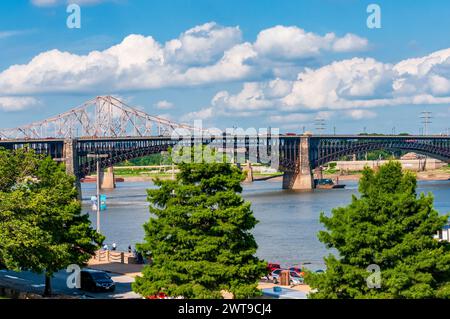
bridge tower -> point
(302, 178)
(71, 161)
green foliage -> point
(392, 227)
(199, 236)
(41, 225)
(150, 160)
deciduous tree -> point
(199, 236)
(389, 226)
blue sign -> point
(102, 202)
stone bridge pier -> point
(70, 157)
(302, 178)
(249, 172)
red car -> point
(271, 267)
(159, 295)
(298, 270)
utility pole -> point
(98, 157)
(426, 121)
(320, 125)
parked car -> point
(271, 267)
(275, 275)
(298, 270)
(294, 277)
(96, 280)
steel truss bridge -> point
(106, 125)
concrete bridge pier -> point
(107, 179)
(302, 178)
(249, 171)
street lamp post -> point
(98, 157)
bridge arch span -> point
(431, 151)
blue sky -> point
(244, 63)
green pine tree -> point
(41, 225)
(389, 226)
(199, 236)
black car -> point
(96, 280)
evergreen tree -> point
(199, 236)
(41, 225)
(389, 226)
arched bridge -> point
(106, 125)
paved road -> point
(28, 281)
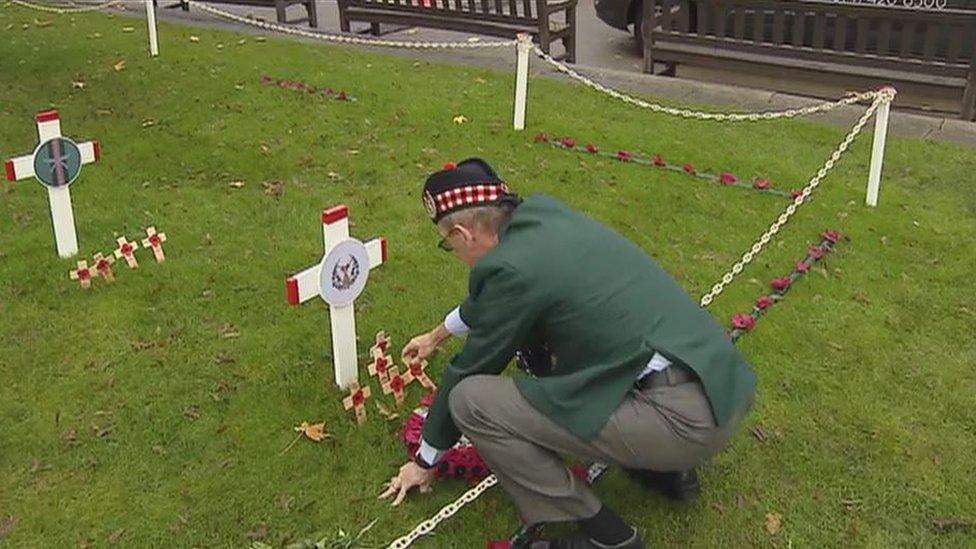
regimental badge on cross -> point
(417, 369)
(103, 266)
(126, 250)
(381, 345)
(82, 274)
(155, 241)
(380, 367)
(357, 401)
(55, 163)
(395, 383)
(338, 279)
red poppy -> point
(831, 236)
(780, 284)
(743, 321)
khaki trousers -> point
(664, 428)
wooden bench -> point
(884, 45)
(279, 5)
(504, 18)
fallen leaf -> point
(274, 188)
(259, 533)
(114, 536)
(6, 525)
(228, 331)
(313, 431)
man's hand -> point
(411, 475)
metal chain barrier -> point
(63, 11)
(342, 39)
(700, 115)
(883, 96)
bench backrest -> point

******************************

WHAT TO DO >> Copy the listing exactly. Any image in it stays out of the copy.

THE SOLUTION >>
bridge tower -> point
(302, 178)
(71, 161)
green foliage -> point
(392, 227)
(199, 236)
(41, 225)
(150, 160)
deciduous tree -> point
(199, 236)
(389, 226)
blue sign -> point
(102, 202)
stone bridge pier -> point
(70, 157)
(302, 178)
(249, 172)
red car -> point
(271, 267)
(159, 295)
(298, 270)
utility pole -> point
(98, 157)
(426, 121)
(320, 125)
parked car -> point
(271, 267)
(275, 275)
(298, 270)
(294, 277)
(96, 280)
steel truss bridge -> point
(106, 125)
concrete bridge pier -> point
(107, 179)
(302, 178)
(249, 171)
street lamp post -> point
(98, 157)
bridge arch span -> point
(431, 151)
blue sky -> point
(244, 63)
green pine tree -> point
(41, 225)
(389, 226)
(199, 236)
black car -> point
(96, 280)
evergreen tree -> point
(199, 236)
(41, 225)
(389, 226)
arched bridge -> point
(106, 125)
paved road -> point
(28, 281)
regimental badge on cross -> point
(417, 369)
(103, 266)
(126, 250)
(381, 345)
(82, 274)
(155, 241)
(380, 367)
(357, 401)
(55, 163)
(395, 383)
(338, 279)
red poppy -> point
(831, 236)
(780, 284)
(743, 321)
khaki trousers -> point
(664, 428)
wooden bench -> point
(884, 45)
(279, 5)
(504, 18)
fallen leaf -> point
(274, 188)
(259, 533)
(114, 536)
(6, 525)
(228, 331)
(313, 431)
man's hand -> point
(411, 475)
metal chain barrier -> point
(63, 11)
(342, 39)
(700, 115)
(883, 96)
bench backrest -> point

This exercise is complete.